_操作要求_
[1] 用两句话概括这篇关于Solr查询参数的文档节选。
[2] 请接着这篇关于Solr查询参数的文档节选的最后一句往下写。

Solr的一些查询参数

最新推荐文章于 2024-05-09 17:51:30 发布

weixin_33805557

最新推荐文章于 2024-05-09 17:51:30 发布

阅读量84

点赞数

文章标签： c/c++ 人工智能 php

原文链接：https://my.oschina.net/fir01/blog/158569

版权

为什么80%的码农都做不了架构师？>>>

fl: 是逗号分隔的列表，用来指定文档结果中应返回的 Field 集。默认为 “*”，指所有的字段。

defType: 指定query parser，常用defType=lucene, defType=dismax, defType=edismax

q: 查询字符串，必须的。

q.alt: 当q字段为空时，用于设置缺省的query，通常设置q.alt为*:*。

qf: query fields，指定solr从哪些field中搜索。

pf: 用于指定一组field，当query完全匹配pf指定的某一个field时，来进行boost。

简言之pf的作用是boosting phrases over words。

fq: filter query，（filter query）过虑查询，作用：在q查询符合结果中同时是fq查询符合的，例如：q=mm&fq=date_time:[20081001 TO 20091031]，找关键字mm，并且date_time是20081001到20091031之间的。官方文档：http://wiki.apache.org/solr/CommonQueryParameters#head-6522ef80f22d0e50d2f12ec487758577506d6002

不常用

mm: minimal should match。Solr支持三种查询clause，即“必须出现”， “不能出现”和“可以出现”，分别对应于AND, -, OR。

_所给数据_
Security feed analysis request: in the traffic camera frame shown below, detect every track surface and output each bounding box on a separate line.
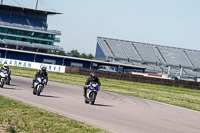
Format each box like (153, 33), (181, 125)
(0, 76), (200, 133)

_参考答案_
[1] 这篇节选介绍了Solr的几个查询参数：fl指定结果中返回的字段（默认为所有字段），defType指定查询解析器，q是必需的查询字符串，q.alt在q为空时设置缺省查询，qf指定从哪些字段中搜索。pf在查询完全匹配其指定的某个字段时进行加权，fq在q的结果中进一步按条件过滤，而不常用的mm表示最少应匹配，涉及“必须出现”“不能出现”“可以出现”三种子句。

[2]
在默认情况下，使用OR这个clause。mm用于设置在使用OR这个clause时，需要出现最少的满足条件的clause数量，详见这里。

ps: Phrase Slop. Amount of slop on phrase queries built for "pf" fields (affects boosting). ps is about pf parameter. ps affects boosting, if you play with ps value, numFound and result set do not change. But the order of result set change. This is about the phrase query that is constructed out of the entire "q" param. ps is slop applied to the phrases created from the entire query for evaluating pf boosts.ps will only (potentially) change the ranked ordering of your result set, by loosening what a "phrase match" means to the pf boost.

ps的例子：

Lets say your query is apache solr. (without quotation marks)

Lets say these three documents contains all of these words and returned.

1-) solr is built on the top of apache lucene.
2-) apache solr is fast, mature and popular.
3-) solr is hosted under apache umbrella.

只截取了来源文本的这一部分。